What is wanted is the full listing, word for word, without its pictures.
::::
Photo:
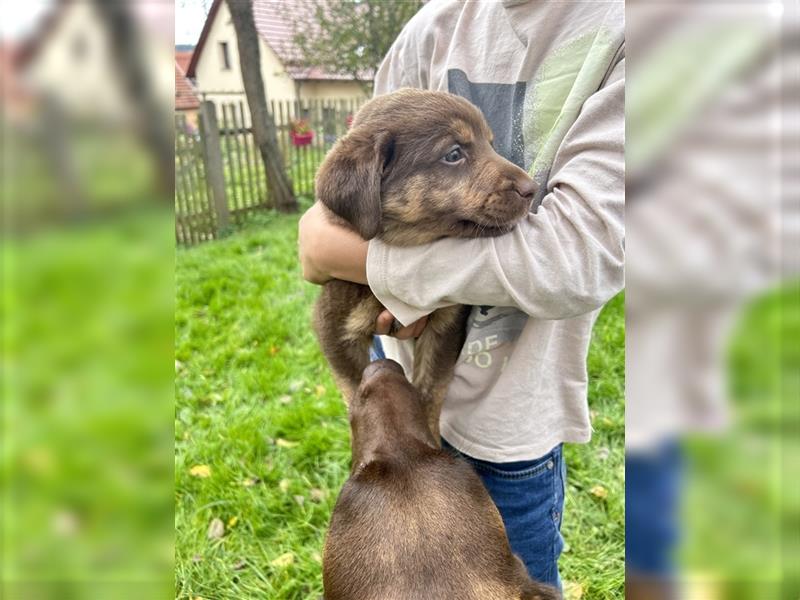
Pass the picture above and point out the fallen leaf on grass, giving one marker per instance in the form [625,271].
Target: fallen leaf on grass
[284,560]
[572,590]
[200,471]
[216,529]
[599,491]
[317,495]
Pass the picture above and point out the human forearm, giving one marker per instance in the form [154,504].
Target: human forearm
[328,251]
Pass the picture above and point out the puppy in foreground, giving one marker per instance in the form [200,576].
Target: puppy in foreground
[416,166]
[414,522]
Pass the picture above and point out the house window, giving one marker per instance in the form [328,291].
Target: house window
[79,47]
[226,55]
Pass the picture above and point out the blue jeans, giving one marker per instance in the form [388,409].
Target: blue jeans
[653,482]
[530,497]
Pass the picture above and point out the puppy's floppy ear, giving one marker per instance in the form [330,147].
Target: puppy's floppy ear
[349,179]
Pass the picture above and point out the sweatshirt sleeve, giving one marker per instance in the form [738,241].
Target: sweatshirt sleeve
[563,260]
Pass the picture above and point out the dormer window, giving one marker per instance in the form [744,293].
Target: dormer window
[226,55]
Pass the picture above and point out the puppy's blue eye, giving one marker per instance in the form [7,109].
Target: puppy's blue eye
[453,155]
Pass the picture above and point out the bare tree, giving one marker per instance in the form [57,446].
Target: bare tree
[278,184]
[349,37]
[151,116]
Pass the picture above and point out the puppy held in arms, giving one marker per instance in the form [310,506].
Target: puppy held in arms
[416,166]
[413,521]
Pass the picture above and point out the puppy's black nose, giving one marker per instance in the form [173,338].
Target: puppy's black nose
[379,365]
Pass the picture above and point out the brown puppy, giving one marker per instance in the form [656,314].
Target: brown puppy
[414,522]
[416,166]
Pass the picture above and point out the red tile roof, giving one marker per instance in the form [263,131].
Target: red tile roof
[276,28]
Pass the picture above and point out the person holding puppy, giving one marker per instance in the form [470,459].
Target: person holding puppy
[549,78]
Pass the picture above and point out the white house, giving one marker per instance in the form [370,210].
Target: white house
[215,71]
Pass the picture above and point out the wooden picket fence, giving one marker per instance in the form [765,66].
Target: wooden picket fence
[219,174]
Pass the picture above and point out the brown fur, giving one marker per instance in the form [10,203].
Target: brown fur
[414,522]
[387,178]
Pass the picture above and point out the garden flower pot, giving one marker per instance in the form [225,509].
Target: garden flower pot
[301,139]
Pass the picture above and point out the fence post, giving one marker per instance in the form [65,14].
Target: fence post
[212,159]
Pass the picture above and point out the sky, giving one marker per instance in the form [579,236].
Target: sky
[19,19]
[189,18]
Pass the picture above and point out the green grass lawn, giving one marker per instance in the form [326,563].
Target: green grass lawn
[262,439]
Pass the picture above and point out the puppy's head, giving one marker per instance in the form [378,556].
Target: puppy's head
[386,409]
[419,165]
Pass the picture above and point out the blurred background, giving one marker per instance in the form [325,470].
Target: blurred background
[86,94]
[712,321]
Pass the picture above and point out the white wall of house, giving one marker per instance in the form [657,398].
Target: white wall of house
[212,76]
[74,65]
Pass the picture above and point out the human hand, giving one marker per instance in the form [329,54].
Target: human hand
[329,251]
[383,326]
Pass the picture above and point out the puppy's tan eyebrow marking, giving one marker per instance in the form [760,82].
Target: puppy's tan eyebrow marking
[462,131]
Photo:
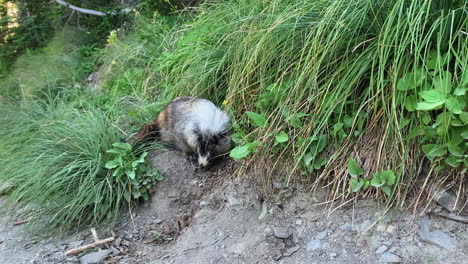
::::
The answer:
Photo:
Pass the picture above and point out the fallen leaf on grass, giving one marker per instance in the form [625,271].
Target: fallen leaf on grass
[284,560]
[572,590]
[200,471]
[216,529]
[599,491]
[317,495]
Pass the picture above and point out the human forearm, giving one marker per instance in the form [154,504].
Target: human forearm
[328,251]
Pass the picture above and point out the puppy in foreground, giving one marker per instance in the form [200,576].
Target: puppy in foreground
[416,166]
[414,522]
Pass the picture above and point out the house window, giving one marker per instance in the form [328,291].
Target: house window
[79,47]
[226,55]
Pass the picture above and point out the blue jeans, giving one marker per instance in the form [388,409].
Target: blue jeans
[653,482]
[530,497]
Pass the picture above and point out the puppy's floppy ear, giving one marker per instance in the form [330,147].
Target: puppy's floppy ear
[349,179]
Pass the picture above and point out the sweatshirt sleeve, giving one marker per instance in the form [738,241].
Target: sweatshirt sleeve
[563,260]
Pass the picture above and point out the dormer window, giving one marker per instance in the form [744,293].
Target: dormer window
[226,55]
Pass the picture above and point out the puppy's blue eye, giving one marker per instance in the form [7,109].
Target: puppy's blue eye
[453,155]
Pass the picture above and point out the bare tree, giving one marker per instance in the form [57,446].
Target: bare tree
[278,184]
[349,37]
[151,116]
Pass the picture above and point out the puppy held in arms, giving one marker per instance in the form [310,506].
Target: puppy held in arms
[416,166]
[413,521]
Pass the picture above and point out the puppy's black nose, giving one marker per instance in the form [173,338].
Target: puppy's black nose
[379,365]
Pass the picture above and point out the brown puppy, giving one marker per instance in the form [656,314].
Target: brown puppy
[414,522]
[416,166]
Pass the picture above and point out the red tile roof, giving one marker per instance in the form [263,131].
Target: red tile roof
[276,28]
Pass the picture above and point out the person holding puppy, giving one marker per instance in the form [470,459].
Target: person holding puppy
[549,78]
Pass the picture above and point out the white house, giving one marker per instance in the form [370,210].
Target: white house
[215,71]
Pass the picture above and point out the wooden picket fence, giving one marker per instance in the form [765,66].
Target: wooden picket fence
[219,174]
Pass the picture above and point out the brown fur, giving one marker per instance in the form [10,203].
Target: brown fur
[414,522]
[387,178]
Pass the picture above and point out the garden flower pot, giving one marker per instance in the form [225,509].
Target: garden flower pot
[301,139]
Pass the picture above and point out the fence post, giving one marker per instance in the form [65,14].
Target: fence post
[212,159]
Pass the picture above and point out the sky, giving one marker per instance in the form [579,236].
Target: sky
[19,19]
[189,18]
Pass the picture above and point out the green grass lawn, giving one marker per instance in the form [326,563].
Target: green grass lawn
[262,439]
Pass the picture above and point out the puppy's head, giving one marker per instance in the form [378,556].
Target: puppy's head
[386,409]
[419,165]
Pass the picture above and point out the blurred background, giving one marker per instance in the form [325,470].
Target: blurred background
[86,94]
[712,321]
Pass the picture above and point out the white wall of house, giving one marker per instance in the form [657,398].
Target: white wall of house
[212,76]
[74,65]
Pass the picture above and point out the human hand, giving one marker per instance in the form [329,54].
Target: human hand
[329,251]
[383,326]
Pass the picture above and point out the puppy's tan eyebrow marking, giving one marker per instance in the form [760,82].
Target: puppy's tan eyebrow marking
[462,131]
Photo:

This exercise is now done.